## Passage

==*==

I would advise anyone considering this route: understand what you're getting yourself into.

Teaching in NYC public schools is not for skin-thinned idealists.

This program aims to get certified teachers to teach in the city's struggling schools: you will not be teaching calculus to future Nobel laureates at Stuyvesant. Add to that the very, very poor pay and the very high cost of living in New York City.

I have nothing but admiration for people willing to teach in New York City's public schools, but, though it is a service to the community, it is a very tough job. Assess this program very critically. Make sure you do a complete assessment of your current financial position, as well as a cost of living assessment for New York City.

Make sure you understand the ways in which both the teachers' union and the city bureaucracy can and will work against you and your efforts.

Be skeptical. Be very, very skeptical and make sure you know what you are getting yourself into. This is not suburban idyll.

(Disclosure: I am not a current or former teacher in New York City. I am, however, the former spouse of a New York City public school teacher, and I saw daily the demoralizing effects of the New York City public school system.)

Dave-

In my experience with public schools (and despite not being a teacher, I have a lot of experience with public schools), this is true of most of them, though I'm sure it's worse in the largest systems. I knew very early on that I could never be a teacher, certainly not in a public school. When I coached debate while I was in college, the school principal tried many times to talk me into going into teaching. I said, "Absolutely not. If I was a real teacher here and not a coach, you'd fire me in a week." Even at 19, I knew that. I could tell stories all night long about the mind-numbing mediocrity you have to deal with and the stupid wars to protect one's turf. No thanks. But it's still an important job and there are people who are good at it and who enjoy it despite the bureaucratic difficulties.

It is an important job. No doubt about that. I just think people who express interest in it should approach it critically.

Stories are legion about idealistic people coming to teach in the NYC public school system and then being turned off from teaching entirely by the experience.

No recruiter will be honest with a potential hire about what it means to teach for New York City. As I say, there are many who can do the job quite fine. But there are also many who underestimate the difficulties that NYC's public school system poses.

==*==

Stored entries

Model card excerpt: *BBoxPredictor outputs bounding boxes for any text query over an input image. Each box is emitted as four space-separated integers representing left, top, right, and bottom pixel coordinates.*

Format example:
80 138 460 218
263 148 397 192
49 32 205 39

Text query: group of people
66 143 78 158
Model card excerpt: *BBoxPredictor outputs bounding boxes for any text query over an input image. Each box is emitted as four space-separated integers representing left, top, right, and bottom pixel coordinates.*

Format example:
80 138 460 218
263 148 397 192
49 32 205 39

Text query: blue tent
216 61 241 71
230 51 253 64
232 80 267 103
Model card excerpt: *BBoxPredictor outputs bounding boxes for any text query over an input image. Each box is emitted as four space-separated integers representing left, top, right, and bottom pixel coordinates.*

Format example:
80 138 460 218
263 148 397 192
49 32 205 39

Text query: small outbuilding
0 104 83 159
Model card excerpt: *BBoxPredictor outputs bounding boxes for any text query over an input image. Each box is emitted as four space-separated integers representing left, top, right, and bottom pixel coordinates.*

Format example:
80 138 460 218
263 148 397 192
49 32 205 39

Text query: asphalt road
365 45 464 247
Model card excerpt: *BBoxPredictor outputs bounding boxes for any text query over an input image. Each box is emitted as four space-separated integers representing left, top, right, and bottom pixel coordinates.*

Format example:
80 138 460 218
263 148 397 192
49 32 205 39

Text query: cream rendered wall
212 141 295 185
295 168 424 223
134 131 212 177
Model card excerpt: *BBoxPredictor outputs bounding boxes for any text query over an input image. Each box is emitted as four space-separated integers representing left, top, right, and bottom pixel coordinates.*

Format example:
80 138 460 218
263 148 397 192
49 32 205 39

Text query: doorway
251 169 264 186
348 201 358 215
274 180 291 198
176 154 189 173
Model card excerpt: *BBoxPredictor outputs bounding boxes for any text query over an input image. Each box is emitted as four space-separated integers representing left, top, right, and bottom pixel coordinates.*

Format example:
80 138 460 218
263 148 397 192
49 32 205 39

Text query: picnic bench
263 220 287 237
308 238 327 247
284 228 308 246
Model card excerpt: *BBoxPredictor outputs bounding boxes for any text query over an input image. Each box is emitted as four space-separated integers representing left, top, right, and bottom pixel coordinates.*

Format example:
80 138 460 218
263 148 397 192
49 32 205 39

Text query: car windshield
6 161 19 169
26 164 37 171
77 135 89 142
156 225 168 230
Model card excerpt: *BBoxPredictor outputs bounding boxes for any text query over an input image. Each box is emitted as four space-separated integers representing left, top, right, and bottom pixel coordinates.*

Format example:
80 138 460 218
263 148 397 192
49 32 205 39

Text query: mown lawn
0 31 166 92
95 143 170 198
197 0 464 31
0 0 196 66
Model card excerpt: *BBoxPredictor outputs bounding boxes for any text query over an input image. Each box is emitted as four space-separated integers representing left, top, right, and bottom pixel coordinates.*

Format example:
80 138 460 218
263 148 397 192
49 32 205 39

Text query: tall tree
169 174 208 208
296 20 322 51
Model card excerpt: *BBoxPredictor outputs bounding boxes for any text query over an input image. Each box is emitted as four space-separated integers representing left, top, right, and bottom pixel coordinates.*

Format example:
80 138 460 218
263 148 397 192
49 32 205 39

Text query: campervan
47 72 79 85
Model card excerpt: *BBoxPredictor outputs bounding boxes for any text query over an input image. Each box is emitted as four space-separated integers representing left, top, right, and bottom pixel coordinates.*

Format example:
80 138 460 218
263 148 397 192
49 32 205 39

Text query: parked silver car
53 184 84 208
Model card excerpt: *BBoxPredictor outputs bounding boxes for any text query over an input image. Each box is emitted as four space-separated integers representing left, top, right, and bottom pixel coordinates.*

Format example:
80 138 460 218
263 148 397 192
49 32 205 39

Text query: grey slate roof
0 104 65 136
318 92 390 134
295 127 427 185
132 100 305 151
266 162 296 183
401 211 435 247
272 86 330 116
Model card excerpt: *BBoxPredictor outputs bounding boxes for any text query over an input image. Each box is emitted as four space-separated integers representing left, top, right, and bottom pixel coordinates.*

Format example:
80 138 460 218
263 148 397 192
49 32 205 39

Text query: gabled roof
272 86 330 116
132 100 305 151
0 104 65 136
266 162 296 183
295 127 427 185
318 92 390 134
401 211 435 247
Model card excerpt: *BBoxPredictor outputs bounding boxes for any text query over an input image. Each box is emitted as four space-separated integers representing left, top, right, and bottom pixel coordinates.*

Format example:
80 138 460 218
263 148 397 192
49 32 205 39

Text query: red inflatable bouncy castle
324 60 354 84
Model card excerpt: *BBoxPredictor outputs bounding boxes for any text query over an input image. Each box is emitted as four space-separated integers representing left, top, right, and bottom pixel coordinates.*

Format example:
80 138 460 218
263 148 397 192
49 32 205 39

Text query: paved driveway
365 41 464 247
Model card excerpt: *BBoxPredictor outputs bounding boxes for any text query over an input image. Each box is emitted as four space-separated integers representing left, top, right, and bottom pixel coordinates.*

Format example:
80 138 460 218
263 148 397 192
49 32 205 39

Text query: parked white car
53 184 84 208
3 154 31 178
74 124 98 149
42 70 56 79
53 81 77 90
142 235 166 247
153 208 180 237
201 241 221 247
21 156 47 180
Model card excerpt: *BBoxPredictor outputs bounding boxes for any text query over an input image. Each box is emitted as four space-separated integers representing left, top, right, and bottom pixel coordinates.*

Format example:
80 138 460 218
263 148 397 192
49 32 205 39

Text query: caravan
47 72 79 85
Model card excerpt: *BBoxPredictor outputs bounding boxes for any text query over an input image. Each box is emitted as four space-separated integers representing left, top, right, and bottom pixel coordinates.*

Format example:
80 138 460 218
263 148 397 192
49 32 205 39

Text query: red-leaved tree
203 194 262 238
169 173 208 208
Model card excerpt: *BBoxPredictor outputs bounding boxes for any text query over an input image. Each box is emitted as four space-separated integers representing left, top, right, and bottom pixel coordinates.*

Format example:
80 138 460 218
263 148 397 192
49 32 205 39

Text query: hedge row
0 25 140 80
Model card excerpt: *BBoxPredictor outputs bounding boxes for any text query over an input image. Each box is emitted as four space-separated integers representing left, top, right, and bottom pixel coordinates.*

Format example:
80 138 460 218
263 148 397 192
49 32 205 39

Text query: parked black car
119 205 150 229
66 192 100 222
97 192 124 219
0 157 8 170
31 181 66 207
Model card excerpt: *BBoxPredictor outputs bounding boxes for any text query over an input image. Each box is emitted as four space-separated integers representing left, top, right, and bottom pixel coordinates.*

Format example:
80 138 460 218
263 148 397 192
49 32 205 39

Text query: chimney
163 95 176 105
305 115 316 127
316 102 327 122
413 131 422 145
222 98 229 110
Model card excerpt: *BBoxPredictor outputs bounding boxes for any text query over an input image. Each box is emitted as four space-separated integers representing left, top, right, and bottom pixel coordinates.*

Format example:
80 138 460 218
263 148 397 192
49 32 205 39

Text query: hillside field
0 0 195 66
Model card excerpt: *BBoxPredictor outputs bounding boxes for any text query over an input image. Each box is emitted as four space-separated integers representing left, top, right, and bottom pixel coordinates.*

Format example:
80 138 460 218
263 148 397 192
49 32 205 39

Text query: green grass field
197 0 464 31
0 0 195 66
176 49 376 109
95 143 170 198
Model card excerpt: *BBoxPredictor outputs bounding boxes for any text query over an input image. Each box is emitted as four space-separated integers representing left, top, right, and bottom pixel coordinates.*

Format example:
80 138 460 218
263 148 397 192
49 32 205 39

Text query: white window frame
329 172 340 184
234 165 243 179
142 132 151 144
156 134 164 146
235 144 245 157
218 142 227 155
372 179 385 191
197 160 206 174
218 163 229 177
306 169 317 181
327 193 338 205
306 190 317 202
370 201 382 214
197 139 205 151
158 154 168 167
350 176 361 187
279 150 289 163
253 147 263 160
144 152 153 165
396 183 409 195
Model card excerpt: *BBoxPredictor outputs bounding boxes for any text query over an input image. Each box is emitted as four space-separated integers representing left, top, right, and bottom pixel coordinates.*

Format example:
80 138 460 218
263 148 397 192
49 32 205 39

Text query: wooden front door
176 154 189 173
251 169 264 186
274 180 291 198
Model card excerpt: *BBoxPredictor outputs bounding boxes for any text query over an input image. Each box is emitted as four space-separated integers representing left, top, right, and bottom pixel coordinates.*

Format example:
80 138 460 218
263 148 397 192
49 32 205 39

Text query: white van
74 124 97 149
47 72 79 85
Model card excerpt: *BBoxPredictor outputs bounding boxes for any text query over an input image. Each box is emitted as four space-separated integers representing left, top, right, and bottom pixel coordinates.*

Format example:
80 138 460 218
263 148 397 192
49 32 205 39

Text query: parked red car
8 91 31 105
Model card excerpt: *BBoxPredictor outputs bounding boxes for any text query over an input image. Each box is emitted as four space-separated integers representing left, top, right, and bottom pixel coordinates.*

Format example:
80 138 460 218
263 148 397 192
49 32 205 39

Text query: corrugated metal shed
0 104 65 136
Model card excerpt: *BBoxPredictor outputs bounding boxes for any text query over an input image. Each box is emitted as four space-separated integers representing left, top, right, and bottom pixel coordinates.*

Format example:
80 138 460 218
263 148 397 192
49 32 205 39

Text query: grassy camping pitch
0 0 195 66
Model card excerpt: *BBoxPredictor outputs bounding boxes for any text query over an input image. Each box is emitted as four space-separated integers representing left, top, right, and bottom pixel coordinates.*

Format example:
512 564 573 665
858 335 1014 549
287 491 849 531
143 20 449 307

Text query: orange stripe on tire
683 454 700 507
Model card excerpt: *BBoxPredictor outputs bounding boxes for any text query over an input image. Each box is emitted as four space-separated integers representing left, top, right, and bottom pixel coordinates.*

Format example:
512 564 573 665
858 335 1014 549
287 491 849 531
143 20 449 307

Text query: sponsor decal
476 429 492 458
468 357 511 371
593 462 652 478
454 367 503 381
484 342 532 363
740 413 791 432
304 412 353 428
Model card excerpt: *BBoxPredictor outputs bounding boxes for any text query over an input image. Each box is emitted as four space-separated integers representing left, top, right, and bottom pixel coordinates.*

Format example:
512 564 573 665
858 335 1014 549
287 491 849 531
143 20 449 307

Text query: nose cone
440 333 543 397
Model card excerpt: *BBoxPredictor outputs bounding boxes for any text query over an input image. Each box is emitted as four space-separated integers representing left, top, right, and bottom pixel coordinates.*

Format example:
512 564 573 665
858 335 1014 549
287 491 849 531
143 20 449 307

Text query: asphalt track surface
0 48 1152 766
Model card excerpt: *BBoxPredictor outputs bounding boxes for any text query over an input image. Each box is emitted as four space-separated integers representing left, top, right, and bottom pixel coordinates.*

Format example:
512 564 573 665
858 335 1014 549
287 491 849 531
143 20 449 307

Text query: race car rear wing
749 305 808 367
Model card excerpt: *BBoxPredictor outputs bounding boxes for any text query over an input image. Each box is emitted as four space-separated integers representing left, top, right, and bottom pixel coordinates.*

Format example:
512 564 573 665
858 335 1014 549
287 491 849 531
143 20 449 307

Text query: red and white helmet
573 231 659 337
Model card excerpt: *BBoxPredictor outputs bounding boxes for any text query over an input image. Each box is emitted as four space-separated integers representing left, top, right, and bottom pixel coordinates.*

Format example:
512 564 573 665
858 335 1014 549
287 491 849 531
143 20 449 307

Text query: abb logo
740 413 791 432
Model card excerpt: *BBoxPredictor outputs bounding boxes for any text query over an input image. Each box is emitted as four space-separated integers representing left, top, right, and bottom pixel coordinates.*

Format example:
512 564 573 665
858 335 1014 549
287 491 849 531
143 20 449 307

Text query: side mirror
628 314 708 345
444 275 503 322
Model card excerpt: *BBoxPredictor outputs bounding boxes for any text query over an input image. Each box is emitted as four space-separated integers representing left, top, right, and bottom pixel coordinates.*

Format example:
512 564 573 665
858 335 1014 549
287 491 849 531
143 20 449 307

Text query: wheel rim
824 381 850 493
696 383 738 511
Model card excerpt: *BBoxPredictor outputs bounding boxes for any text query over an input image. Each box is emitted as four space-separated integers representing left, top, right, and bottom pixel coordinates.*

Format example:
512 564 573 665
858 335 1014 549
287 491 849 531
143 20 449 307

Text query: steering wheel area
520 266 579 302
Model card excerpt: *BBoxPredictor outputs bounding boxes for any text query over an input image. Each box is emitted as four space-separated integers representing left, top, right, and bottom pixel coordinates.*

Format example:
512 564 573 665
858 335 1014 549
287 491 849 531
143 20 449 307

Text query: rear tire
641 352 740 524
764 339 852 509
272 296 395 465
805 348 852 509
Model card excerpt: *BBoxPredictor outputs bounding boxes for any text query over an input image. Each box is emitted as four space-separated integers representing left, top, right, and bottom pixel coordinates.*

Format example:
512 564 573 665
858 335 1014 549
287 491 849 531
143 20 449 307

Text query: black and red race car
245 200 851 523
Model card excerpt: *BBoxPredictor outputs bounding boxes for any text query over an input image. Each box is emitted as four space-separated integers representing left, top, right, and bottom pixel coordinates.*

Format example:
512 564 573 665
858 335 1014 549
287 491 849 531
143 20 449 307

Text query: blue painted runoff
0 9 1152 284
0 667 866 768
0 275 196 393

==*==

## Work instructions
**a.** In the passage about teaching in New York City public schools, list every clause that begins with the words "make sure," in either capitalization.
**b.** Please rewrite the listing as a JSON list of strings, one string per line and no blank lines, running from its first line through the line holding "0 104 83 159", inclusive.
The passage and the listing have no connection to each other.

## Solutions per task
**a.**
- Make sure you do a complete assessment of your current financial position, as well as a cost of living assessment for New York City.
- Make sure you understand the ways in which both the teachers' union and the city bureaucracy can and will work against you and your efforts.
- make sure you know what you are getting yourself into

**b.**
[
  "Model card excerpt: *BBoxPredictor outputs bounding boxes for any text query over an input image. Each box is emitted as four space-separated integers representing left, top, right, and bottom pixel coordinates.*",
  "Format example:",
  "80 138 460 218",
  "263 148 397 192",
  "49 32 205 39",
  "Text query: group of people",
  "66 143 78 158",
  "Model card excerpt: *BBoxPredictor outputs bounding boxes for any text query over an input image. Each box is emitted as four space-separated integers representing left, top, right, and bottom pixel coordinates.*",
  "Format example:",
  "80 138 460 218",
  "263 148 397 192",
  "49 32 205 39",
  "Text query: blue tent",
  "216 61 241 71",
  "230 51 253 64",
  "232 80 267 103",
  "Model card excerpt: *BBoxPredictor outputs bounding boxes for any text query over an input image. Each box is emitted as four space-separated integers representing left, top, right, and bottom pixel coordinates.*",
  "Format example:",
  "80 138 460 218",
  "263 148 397 192",
  "49 32 205 39",
  "Text query: small outbuilding",
  "0 104 83 159"
]